* [AIM OF THE EXERCISE] Return verbatim the portion of the CLDF metadata passage between "Thus, using extended" and "a metadata description.", inclusive.

* [GIVEN PASSAGE]
Thus, using extended conformance via metadata, a dataset may
- use tab-separated data files,
- use non-standard file names,
- use non-standard column names,
- add metadata describing attribution and provenance of the data,
- specify [relations between multiple tables](http://w3c.github.io/csvw/metadata/#common-properties) in a dataset,
- supply default values for required columns like `Language_ID`, using [virtual columns](http://w3c.github.io/csvw/metadata/#use-of-virtual-columns).
In particular, since the metadata description resides in a separate file, it is often possible to retrofit existing CSV files into the CLDF framework by adding a metadata description.
## CLDF Ontology
CLDF data uses terms from the [CLDF Ontology](http://cldf.clld.org/v1.0/terms.rdf), as specified in the file `terms.rdf`, to mark [`TableGroup`](http://w3c.github.io/csvw/metadata/#table-groups) or [`Table`](http://w3c.github.io/csvw/metadata/#tables) objects which have special meaning within the CLDF framework.

* [DATA LISTING]
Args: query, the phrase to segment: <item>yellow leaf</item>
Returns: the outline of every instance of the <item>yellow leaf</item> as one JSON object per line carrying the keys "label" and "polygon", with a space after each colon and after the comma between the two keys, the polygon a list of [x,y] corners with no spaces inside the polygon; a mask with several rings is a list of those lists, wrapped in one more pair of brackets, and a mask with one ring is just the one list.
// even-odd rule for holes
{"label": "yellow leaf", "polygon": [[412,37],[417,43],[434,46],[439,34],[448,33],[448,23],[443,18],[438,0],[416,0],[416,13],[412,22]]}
==
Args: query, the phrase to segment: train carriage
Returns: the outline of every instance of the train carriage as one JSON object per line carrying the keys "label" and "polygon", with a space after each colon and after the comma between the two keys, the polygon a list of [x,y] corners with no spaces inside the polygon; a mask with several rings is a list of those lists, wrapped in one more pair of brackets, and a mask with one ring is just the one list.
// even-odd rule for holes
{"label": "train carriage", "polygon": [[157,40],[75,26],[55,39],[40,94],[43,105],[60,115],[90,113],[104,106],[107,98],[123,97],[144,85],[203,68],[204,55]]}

* [OUTPUT OF THE EXERCISE]
Thus, using extended conformance via metadata, a dataset may
- use tab-separated data files,
- use non-standard file names,
- use non-standard column names,
- add metadata describing attribution and provenance of the data,
- specify [relations between multiple tables](http://w3c.github.io/csvw/metadata/#common-properties) in a dataset,
- supply default values for required columns like `Language_ID`, using [virtual columns](http://w3c.github.io/csvw/metadata/#use-of-virtual-columns).
In particular, since the metadata description resides in a separate file, it is often possible to retrofit existing CSV files into the CLDF framework by adding a metadata description.